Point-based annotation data
***
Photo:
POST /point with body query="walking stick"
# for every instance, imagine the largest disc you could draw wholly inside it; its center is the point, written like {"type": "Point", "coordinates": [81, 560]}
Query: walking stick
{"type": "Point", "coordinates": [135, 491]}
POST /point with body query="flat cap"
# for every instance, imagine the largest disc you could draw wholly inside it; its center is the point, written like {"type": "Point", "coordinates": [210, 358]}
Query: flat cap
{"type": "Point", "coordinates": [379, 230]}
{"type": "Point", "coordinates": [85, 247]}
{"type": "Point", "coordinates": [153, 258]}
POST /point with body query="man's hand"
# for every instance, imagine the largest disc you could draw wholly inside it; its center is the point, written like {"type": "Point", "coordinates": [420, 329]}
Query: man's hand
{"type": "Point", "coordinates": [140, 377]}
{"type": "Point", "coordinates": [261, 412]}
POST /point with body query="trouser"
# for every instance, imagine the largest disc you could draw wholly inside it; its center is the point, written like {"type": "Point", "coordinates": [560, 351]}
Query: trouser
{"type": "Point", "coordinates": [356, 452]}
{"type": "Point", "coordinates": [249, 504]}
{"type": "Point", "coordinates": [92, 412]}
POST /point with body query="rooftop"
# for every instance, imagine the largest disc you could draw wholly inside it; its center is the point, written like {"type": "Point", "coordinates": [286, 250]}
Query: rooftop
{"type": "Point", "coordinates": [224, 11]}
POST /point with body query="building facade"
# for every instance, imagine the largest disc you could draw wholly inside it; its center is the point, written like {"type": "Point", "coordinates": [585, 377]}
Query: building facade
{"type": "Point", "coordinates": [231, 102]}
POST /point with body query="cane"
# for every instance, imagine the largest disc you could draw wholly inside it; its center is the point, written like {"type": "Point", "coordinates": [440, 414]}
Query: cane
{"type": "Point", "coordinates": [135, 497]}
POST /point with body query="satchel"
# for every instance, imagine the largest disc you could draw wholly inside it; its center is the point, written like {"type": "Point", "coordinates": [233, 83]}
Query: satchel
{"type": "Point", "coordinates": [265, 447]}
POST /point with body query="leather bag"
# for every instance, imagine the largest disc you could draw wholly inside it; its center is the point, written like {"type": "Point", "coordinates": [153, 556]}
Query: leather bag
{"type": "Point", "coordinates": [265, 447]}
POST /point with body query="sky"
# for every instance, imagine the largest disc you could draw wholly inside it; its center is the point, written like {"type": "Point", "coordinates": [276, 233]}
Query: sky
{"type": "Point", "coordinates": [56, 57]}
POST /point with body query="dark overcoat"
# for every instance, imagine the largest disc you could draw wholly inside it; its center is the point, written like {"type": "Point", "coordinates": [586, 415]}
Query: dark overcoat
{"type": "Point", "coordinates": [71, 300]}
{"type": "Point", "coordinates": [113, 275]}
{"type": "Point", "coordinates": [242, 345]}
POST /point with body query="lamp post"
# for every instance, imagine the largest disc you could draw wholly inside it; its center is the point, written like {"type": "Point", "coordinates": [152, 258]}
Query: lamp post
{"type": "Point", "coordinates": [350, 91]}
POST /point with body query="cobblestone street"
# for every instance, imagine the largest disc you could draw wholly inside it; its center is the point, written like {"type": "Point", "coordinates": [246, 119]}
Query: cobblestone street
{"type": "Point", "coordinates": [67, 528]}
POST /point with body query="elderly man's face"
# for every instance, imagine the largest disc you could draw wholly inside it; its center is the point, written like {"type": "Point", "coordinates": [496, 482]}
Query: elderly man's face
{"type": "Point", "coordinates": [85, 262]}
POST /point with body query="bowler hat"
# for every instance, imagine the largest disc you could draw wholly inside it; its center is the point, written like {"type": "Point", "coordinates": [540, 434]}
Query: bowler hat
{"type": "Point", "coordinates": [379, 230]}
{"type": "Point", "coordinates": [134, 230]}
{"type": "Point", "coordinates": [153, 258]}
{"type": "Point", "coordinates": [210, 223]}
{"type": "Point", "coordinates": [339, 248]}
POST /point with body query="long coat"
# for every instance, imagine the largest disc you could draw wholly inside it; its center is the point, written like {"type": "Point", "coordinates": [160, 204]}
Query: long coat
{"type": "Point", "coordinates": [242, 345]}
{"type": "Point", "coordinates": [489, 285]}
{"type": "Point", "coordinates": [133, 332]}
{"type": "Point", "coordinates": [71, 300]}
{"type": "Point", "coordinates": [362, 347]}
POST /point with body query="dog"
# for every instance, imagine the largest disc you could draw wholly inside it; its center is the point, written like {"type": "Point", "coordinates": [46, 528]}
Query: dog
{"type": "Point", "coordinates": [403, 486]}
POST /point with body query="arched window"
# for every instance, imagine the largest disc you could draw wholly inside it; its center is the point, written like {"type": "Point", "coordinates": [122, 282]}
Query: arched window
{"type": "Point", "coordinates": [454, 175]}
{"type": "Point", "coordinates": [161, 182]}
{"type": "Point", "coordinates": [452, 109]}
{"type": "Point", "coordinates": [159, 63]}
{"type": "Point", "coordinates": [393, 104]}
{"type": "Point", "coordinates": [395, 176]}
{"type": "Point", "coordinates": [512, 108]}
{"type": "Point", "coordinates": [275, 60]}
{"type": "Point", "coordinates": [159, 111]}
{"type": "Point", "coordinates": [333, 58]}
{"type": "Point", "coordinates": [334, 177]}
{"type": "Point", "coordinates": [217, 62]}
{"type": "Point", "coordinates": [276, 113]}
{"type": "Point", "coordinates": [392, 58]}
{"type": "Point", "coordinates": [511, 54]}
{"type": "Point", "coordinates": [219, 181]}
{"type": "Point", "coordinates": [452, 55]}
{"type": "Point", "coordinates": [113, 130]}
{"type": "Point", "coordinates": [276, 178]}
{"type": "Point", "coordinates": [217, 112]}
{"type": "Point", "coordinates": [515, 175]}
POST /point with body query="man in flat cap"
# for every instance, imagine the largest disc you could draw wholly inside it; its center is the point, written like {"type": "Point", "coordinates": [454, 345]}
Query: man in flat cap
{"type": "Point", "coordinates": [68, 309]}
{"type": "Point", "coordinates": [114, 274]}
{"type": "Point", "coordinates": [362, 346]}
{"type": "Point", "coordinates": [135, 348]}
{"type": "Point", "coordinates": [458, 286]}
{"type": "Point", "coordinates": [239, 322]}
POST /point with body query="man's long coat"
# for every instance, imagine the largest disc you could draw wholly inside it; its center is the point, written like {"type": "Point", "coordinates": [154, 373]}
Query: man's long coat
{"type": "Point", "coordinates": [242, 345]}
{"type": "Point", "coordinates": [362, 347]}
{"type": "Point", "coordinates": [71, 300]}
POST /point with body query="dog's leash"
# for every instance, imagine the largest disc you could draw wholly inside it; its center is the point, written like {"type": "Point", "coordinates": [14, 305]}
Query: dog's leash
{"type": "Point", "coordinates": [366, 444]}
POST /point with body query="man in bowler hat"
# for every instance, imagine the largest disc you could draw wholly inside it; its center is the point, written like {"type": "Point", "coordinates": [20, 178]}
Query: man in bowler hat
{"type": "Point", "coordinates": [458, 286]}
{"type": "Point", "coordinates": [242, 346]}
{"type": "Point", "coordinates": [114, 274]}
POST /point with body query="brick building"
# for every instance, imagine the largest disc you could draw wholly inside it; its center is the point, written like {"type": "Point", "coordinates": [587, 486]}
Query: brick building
***
Task requirements:
Copy out all of the lines above exactly.

Task solution:
Photo:
POST /point with body query="walking stick"
# for every instance, imagine the largest disc you could draw wholly inside it; its center is the point, written like {"type": "Point", "coordinates": [81, 560]}
Query: walking stick
{"type": "Point", "coordinates": [135, 491]}
POST /point with body query="flat cap"
# for every instance, imagine the largest disc you could draw wholly inside it; its center is the point, written like {"type": "Point", "coordinates": [210, 358]}
Query: flat cap
{"type": "Point", "coordinates": [379, 230]}
{"type": "Point", "coordinates": [85, 247]}
{"type": "Point", "coordinates": [153, 258]}
POST /point with body query="man's hand"
# for every instance, imagine the largest disc you could draw wholly inside it; its center is the point, written like {"type": "Point", "coordinates": [420, 329]}
Query: man's hand
{"type": "Point", "coordinates": [140, 377]}
{"type": "Point", "coordinates": [261, 412]}
POST /point with body query="trouser"
# for every instance, imagine the largest disc you could draw wholly inside it; its center is the point, written like {"type": "Point", "coordinates": [560, 351]}
Query: trouser
{"type": "Point", "coordinates": [356, 452]}
{"type": "Point", "coordinates": [249, 504]}
{"type": "Point", "coordinates": [92, 412]}
POST /point with body query="rooftop"
# for every instance, imagine the largest disc you could draw wholly inside it; its center is the point, written like {"type": "Point", "coordinates": [286, 250]}
Query: rooftop
{"type": "Point", "coordinates": [224, 11]}
POST /point with body query="building facade"
# for every instance, imagine the largest disc you could draw wholly inside it; its center is the point, written like {"type": "Point", "coordinates": [585, 377]}
Query: building facade
{"type": "Point", "coordinates": [231, 102]}
POST /point with body query="cane"
# for every instance, imagine the largest disc you could draw wholly inside it; its center is the point, written like {"type": "Point", "coordinates": [440, 414]}
Query: cane
{"type": "Point", "coordinates": [135, 497]}
POST /point with body query="satchel"
# for every instance, imagine the largest disc you could draw wholly inside it; its center is the point, written like {"type": "Point", "coordinates": [233, 83]}
Query: satchel
{"type": "Point", "coordinates": [265, 447]}
POST /point with body query="leather bag"
# for every instance, imagine the largest disc you could draw wholly inside it; its center is the point, written like {"type": "Point", "coordinates": [153, 556]}
Query: leather bag
{"type": "Point", "coordinates": [265, 447]}
POST /point with body query="sky"
# for every instance, imagine the largest disc you could draw wholly inside it; its center is the point, written like {"type": "Point", "coordinates": [276, 233]}
Query: sky
{"type": "Point", "coordinates": [56, 57]}
POST /point with body query="dark overcoat"
# for every instance, imagine the largest disc you could draw wholly inside it; its center is the point, written like {"type": "Point", "coordinates": [586, 415]}
Query: dark overcoat
{"type": "Point", "coordinates": [71, 300]}
{"type": "Point", "coordinates": [113, 275]}
{"type": "Point", "coordinates": [242, 345]}
POST /point with body query="lamp post"
# for every instance, imagine the largest disc you could draw wholly inside it; its center is the point, written like {"type": "Point", "coordinates": [152, 258]}
Query: lamp post
{"type": "Point", "coordinates": [350, 91]}
POST /point with body query="cobblestone street"
# for every instance, imagine the largest disc you could draw wholly inside it; its center is the point, written like {"type": "Point", "coordinates": [246, 119]}
Query: cobblestone street
{"type": "Point", "coordinates": [67, 528]}
POST /point with body query="elderly man's face"
# for every instance, imagine the largest disc you could draw wholly inside it; its center is the point, written like {"type": "Point", "coordinates": [496, 482]}
Query: elderly man's face
{"type": "Point", "coordinates": [85, 262]}
POST /point with body query="bowler hat"
# for every instance, imagine the largest disc you could draw wholly inside it; its center is the point, written like {"type": "Point", "coordinates": [540, 434]}
Query: bowler hat
{"type": "Point", "coordinates": [379, 230]}
{"type": "Point", "coordinates": [134, 230]}
{"type": "Point", "coordinates": [153, 258]}
{"type": "Point", "coordinates": [210, 223]}
{"type": "Point", "coordinates": [339, 248]}
POST /point with body query="long coat"
# for every instance, imagine the largest disc you could draw wholly inside it; its center is the point, written like {"type": "Point", "coordinates": [160, 204]}
Query: long coat
{"type": "Point", "coordinates": [242, 345]}
{"type": "Point", "coordinates": [489, 285]}
{"type": "Point", "coordinates": [133, 332]}
{"type": "Point", "coordinates": [71, 300]}
{"type": "Point", "coordinates": [362, 347]}
POST /point with body query="dog"
# for every instance, imagine the largest disc you could draw wholly inside it; its center is the point, written like {"type": "Point", "coordinates": [46, 528]}
Query: dog
{"type": "Point", "coordinates": [403, 486]}
POST /point with body query="arched window"
# for every instance, imagine the largest disc you could draw wholly inside it; its center is the point, written like {"type": "Point", "coordinates": [122, 282]}
Query: arched window
{"type": "Point", "coordinates": [454, 175]}
{"type": "Point", "coordinates": [161, 182]}
{"type": "Point", "coordinates": [452, 109]}
{"type": "Point", "coordinates": [159, 63]}
{"type": "Point", "coordinates": [393, 104]}
{"type": "Point", "coordinates": [395, 176]}
{"type": "Point", "coordinates": [512, 108]}
{"type": "Point", "coordinates": [275, 60]}
{"type": "Point", "coordinates": [159, 111]}
{"type": "Point", "coordinates": [333, 58]}
{"type": "Point", "coordinates": [334, 177]}
{"type": "Point", "coordinates": [217, 62]}
{"type": "Point", "coordinates": [276, 113]}
{"type": "Point", "coordinates": [392, 58]}
{"type": "Point", "coordinates": [511, 54]}
{"type": "Point", "coordinates": [219, 181]}
{"type": "Point", "coordinates": [452, 55]}
{"type": "Point", "coordinates": [113, 130]}
{"type": "Point", "coordinates": [276, 178]}
{"type": "Point", "coordinates": [217, 112]}
{"type": "Point", "coordinates": [515, 175]}
POST /point with body query="man in flat cap"
# for every instance, imagine the largest disc you could draw wholly inside it; its center is the point, written like {"type": "Point", "coordinates": [454, 345]}
Query: man in flat cap
{"type": "Point", "coordinates": [68, 309]}
{"type": "Point", "coordinates": [114, 274]}
{"type": "Point", "coordinates": [362, 346]}
{"type": "Point", "coordinates": [135, 348]}
{"type": "Point", "coordinates": [458, 286]}
{"type": "Point", "coordinates": [239, 322]}
POST /point with body query="man's long coat"
# for every instance, imagine the largest disc you could draw wholly inside it; its center is the point, written like {"type": "Point", "coordinates": [154, 373]}
Query: man's long coat
{"type": "Point", "coordinates": [242, 345]}
{"type": "Point", "coordinates": [362, 347]}
{"type": "Point", "coordinates": [71, 300]}
POST /point with body query="dog's leash"
# for every instance, imagine the largest disc you could draw wholly inside it; its center is the point, written like {"type": "Point", "coordinates": [14, 305]}
Query: dog's leash
{"type": "Point", "coordinates": [366, 444]}
POST /point with body query="man in bowler hat"
# for every instance, imagine the largest disc you could draw wholly inside it; its center is the point, written like {"type": "Point", "coordinates": [20, 178]}
Query: man in bowler hat
{"type": "Point", "coordinates": [458, 286]}
{"type": "Point", "coordinates": [242, 346]}
{"type": "Point", "coordinates": [114, 274]}
POST /point with body query="brick building"
# for every instance, imagine the largest disc you could draw wholly inside it; its center is the point, written like {"type": "Point", "coordinates": [587, 486]}
Query: brick building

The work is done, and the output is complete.